- Metin Parçası -
_ _ _
Marrick’in, kendi kimliği ile tanışması ve zaman geçtikçe ona güvenmesini gösteren başka sahnelere de şahit oluruz. Tren garında kendisini kovalayan insanlara dönerek; “Ben bir hayvan değilim; ben bir insanım!” diye bağırması ve tiyatroda Merrick’in adına oynanan oyundan sonra salonda alkışlanırken izleyicileri selamlaması yine bu sahnelerdendir. Başta ayağa kalkıp yüzünü seyirciye göstermek istemez ancak Treves’in de cesaretlendirmesi ile topluluk karşısında çekinmeden durabilecektir. Lynch’in bu sahnelerde tercihi, kadrajında Marrick’in merak uyandıran deforme olmuş yüzünden çok, ona çevrilmiş olan yüzlere ve bakışlara yer vermesi yönünde olmuştur. Fil Adam ile ilk karşılaştığımız sahnede dahi, kısa bir süre Marrick’i görürken daha uzun bir süre Treves’in şaşkın yüzüne bakmaya zorlanırız. Bu durumla fenomenolojide ‘algının betimlenmesi’ esası tartışılırken karşılaşırız. Fenomenolojik bakış açısına göre ‘gerçekliğin kendiliği’ diye bir şeyden söz edilemez. Çünkü gerçeklik, her zaman kendine yönelmiş bir bilinç tarafından bilinen bir gerçekliktir. Lynch de kamerasını Marrick’in bedenine (nesneye) değil de ona bakan bilince (özneye) yöneltmeyi daha çok tercih etmiş. [fenomenoloji, wikipedia][ii]
Marrick’e yöneltilen bakış açıları, karakterlere göre keskin farklılıklar gösterir. Başhemşirenin, Bayan Kendal’ın, Treves’in karısının, gece bekçisinin ve Bay Bytse’ın Marrick’e olan bakış açıları, kendi içlerinde tutarlılık gösterir ve birbirlerinden kesin bir şekilde ayrılır. Ancak Treves filmin başından sonuna kadar Marrick ile asimetrik bir ilişki içindedir, tutarlılığı sürekli sorgulanabilir. Marrick, Treves’in gözünde sınırları görülür derecede belli aşamalardan geçerek bir nesne olmaktan özne olmaya doğru evrilir. Marrick’i ucube gösterilerinden hastaneye getirdikten sonra onu konuşmaya zorlaması, içten içe bu asimetrik ilişkiyi kendisi için daha kabul edilebilir bir seviyeye çekme çabasıdır. Evinde misafir ettiği sahnelerde Marrick ile göz teması kurmaktan çekinen Treves’in, doktorlara yaptığı sunumda Marrick’i aslında bir nesne gibi görüyor oluşu daha belirgindir. Marrick kendisini dil gibi, sanat gibi kanallarla ifade etmeye başladıktan sonra Treves’in bu bakış açısı da değişmeye başlar. Filmin sonuna doğru yüksek açılı planlar, yerini ikiliyi omuz ve bel hizasından eşit gösterecek planlara bırakır. Treves’i artık Marrick’e sarılırken ve onun papyonunu düzeltirken görürüz.
_ _ _
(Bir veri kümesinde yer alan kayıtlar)
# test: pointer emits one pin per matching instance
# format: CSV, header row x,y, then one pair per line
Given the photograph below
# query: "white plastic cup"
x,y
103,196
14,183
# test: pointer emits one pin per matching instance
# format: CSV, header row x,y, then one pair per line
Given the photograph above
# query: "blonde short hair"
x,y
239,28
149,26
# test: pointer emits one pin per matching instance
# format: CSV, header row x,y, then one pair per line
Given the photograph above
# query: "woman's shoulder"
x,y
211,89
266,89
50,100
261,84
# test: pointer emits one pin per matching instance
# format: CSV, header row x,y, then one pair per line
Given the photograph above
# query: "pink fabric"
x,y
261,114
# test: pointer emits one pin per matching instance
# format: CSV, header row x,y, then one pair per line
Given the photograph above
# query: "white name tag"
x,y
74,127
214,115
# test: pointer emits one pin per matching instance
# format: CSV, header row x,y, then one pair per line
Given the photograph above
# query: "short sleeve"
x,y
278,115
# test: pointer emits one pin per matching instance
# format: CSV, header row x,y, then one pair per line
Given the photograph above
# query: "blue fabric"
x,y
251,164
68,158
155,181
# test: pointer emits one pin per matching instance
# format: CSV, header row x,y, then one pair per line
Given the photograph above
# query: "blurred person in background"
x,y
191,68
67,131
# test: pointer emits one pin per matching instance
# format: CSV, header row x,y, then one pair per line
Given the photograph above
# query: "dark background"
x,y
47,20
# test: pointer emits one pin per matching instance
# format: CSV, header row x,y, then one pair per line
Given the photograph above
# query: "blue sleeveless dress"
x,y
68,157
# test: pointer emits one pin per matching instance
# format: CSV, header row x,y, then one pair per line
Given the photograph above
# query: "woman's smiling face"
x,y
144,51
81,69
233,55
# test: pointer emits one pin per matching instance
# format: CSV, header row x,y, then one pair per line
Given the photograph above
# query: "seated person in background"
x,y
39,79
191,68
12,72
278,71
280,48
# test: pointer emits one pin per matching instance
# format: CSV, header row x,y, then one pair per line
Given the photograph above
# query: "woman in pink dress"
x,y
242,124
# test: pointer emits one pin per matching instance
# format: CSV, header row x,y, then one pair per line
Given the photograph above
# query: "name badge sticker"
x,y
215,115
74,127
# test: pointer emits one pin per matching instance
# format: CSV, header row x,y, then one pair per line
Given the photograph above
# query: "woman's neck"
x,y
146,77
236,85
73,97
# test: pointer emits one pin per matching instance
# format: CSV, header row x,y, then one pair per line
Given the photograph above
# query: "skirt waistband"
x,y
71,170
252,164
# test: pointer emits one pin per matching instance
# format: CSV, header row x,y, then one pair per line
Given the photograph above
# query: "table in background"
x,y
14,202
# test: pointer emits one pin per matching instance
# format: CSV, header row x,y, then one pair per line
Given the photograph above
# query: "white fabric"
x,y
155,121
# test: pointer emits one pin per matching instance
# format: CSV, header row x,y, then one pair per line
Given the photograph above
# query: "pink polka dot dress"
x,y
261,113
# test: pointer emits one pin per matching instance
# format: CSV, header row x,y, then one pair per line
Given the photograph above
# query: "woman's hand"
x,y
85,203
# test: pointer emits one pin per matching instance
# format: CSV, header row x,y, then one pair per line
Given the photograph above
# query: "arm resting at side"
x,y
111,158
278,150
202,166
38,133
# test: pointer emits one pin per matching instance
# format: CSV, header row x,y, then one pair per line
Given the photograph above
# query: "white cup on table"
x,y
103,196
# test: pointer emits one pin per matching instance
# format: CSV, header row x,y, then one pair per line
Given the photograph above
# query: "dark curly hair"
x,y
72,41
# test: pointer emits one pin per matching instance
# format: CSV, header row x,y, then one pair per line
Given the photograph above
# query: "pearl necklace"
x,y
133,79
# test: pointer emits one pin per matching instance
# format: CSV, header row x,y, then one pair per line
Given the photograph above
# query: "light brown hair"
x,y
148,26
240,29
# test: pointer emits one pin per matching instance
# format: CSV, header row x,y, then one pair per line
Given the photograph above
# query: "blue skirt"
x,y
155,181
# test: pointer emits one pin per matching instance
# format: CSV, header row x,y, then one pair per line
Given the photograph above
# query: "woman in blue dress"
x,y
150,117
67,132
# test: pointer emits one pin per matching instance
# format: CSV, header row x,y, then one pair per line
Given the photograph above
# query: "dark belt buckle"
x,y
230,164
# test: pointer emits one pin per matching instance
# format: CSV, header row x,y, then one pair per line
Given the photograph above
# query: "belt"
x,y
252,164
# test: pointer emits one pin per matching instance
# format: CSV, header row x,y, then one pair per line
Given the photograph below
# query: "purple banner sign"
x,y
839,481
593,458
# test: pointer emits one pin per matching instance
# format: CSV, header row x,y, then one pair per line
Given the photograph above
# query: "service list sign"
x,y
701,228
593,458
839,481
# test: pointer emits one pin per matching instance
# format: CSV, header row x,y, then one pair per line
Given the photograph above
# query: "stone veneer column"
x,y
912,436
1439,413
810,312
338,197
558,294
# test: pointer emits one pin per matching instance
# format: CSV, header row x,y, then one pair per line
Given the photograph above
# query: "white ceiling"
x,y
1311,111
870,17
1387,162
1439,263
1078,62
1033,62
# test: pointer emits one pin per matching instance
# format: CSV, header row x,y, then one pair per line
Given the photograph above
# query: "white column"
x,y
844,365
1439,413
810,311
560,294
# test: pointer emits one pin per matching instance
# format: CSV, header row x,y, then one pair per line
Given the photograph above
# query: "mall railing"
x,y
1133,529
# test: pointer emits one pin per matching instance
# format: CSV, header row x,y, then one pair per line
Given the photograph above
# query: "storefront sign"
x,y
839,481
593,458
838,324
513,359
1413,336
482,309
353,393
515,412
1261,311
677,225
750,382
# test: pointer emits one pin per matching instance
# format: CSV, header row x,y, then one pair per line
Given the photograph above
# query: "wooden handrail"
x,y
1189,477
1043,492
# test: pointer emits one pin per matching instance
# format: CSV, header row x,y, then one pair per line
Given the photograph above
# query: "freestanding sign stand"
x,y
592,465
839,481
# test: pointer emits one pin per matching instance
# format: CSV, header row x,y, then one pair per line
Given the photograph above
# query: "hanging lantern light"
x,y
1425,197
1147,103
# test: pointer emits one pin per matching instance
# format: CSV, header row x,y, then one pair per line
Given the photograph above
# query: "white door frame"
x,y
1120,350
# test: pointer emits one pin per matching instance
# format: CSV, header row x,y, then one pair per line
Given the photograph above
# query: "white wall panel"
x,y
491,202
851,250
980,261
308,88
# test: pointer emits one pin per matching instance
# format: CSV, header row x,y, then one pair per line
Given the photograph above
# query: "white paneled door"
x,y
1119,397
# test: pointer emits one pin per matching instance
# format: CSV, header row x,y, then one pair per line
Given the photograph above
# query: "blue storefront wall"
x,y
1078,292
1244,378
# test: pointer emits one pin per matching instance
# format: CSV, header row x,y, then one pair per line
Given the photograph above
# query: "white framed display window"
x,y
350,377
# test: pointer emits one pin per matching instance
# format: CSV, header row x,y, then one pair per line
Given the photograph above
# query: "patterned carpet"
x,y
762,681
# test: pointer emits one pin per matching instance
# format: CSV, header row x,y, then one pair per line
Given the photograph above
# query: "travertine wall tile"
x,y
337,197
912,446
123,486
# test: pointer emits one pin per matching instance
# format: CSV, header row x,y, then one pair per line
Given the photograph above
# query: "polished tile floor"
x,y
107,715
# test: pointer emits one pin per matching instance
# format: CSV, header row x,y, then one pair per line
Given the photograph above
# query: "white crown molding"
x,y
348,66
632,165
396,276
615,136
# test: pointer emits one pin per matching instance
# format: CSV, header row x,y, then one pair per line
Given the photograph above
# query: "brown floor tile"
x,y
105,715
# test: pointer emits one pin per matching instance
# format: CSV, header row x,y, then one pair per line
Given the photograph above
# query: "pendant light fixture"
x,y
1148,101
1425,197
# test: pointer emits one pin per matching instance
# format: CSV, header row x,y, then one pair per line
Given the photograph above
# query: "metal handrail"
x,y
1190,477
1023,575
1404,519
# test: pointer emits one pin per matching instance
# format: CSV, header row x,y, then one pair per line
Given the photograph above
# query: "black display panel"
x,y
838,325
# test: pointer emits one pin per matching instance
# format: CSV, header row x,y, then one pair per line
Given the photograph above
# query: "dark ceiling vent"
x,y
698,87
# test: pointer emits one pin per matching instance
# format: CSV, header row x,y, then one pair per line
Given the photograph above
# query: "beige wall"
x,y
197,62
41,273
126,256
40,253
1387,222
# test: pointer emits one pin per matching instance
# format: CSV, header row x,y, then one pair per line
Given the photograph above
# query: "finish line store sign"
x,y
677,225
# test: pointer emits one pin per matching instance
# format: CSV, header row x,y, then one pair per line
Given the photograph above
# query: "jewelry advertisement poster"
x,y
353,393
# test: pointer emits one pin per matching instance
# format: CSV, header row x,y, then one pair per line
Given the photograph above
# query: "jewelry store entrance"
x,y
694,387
_ _ _
- Görevler -
**a)** Listede "floor" kelimesini içeren her satırı aynen çıkarın. Büyük ve küçük harf ayrımı dikkate alınmalıdır.
**b)** Fil Adam filminin incelendiği metni son cümlesinden sonra devam ettirin.

- Görev Yanıtları -
**a)**
# query: "polished tile floor"
# query: "brown floor tile"

**b)**
Başhemşirenin durumu daha farklıdır. Merrick ile daha eşit bir statüde, profesyonel anlamda bir ilişkisi vardır diyebiliriz. Bakıma muhtaç diğer tüm hastalara yaptığı gibi onu da yıkar, temiz kıyafetler giydirir. Kendi bakış açısından doğrunun bu olduğunu düşündüğü için de Traves’in Marrick ile olan ilişkisine kuşkuyla bakar, hem de sosyetenin ziyaretlerini eleştirir. Hastanenin sirkten bir farkının kalmadığını, sirke gidenler ile sosyeteden insanların farklı bakışlara sahip olmadıklarını ifade etmesi, onun Marrick hakkındaki yargısını daha net anlatır.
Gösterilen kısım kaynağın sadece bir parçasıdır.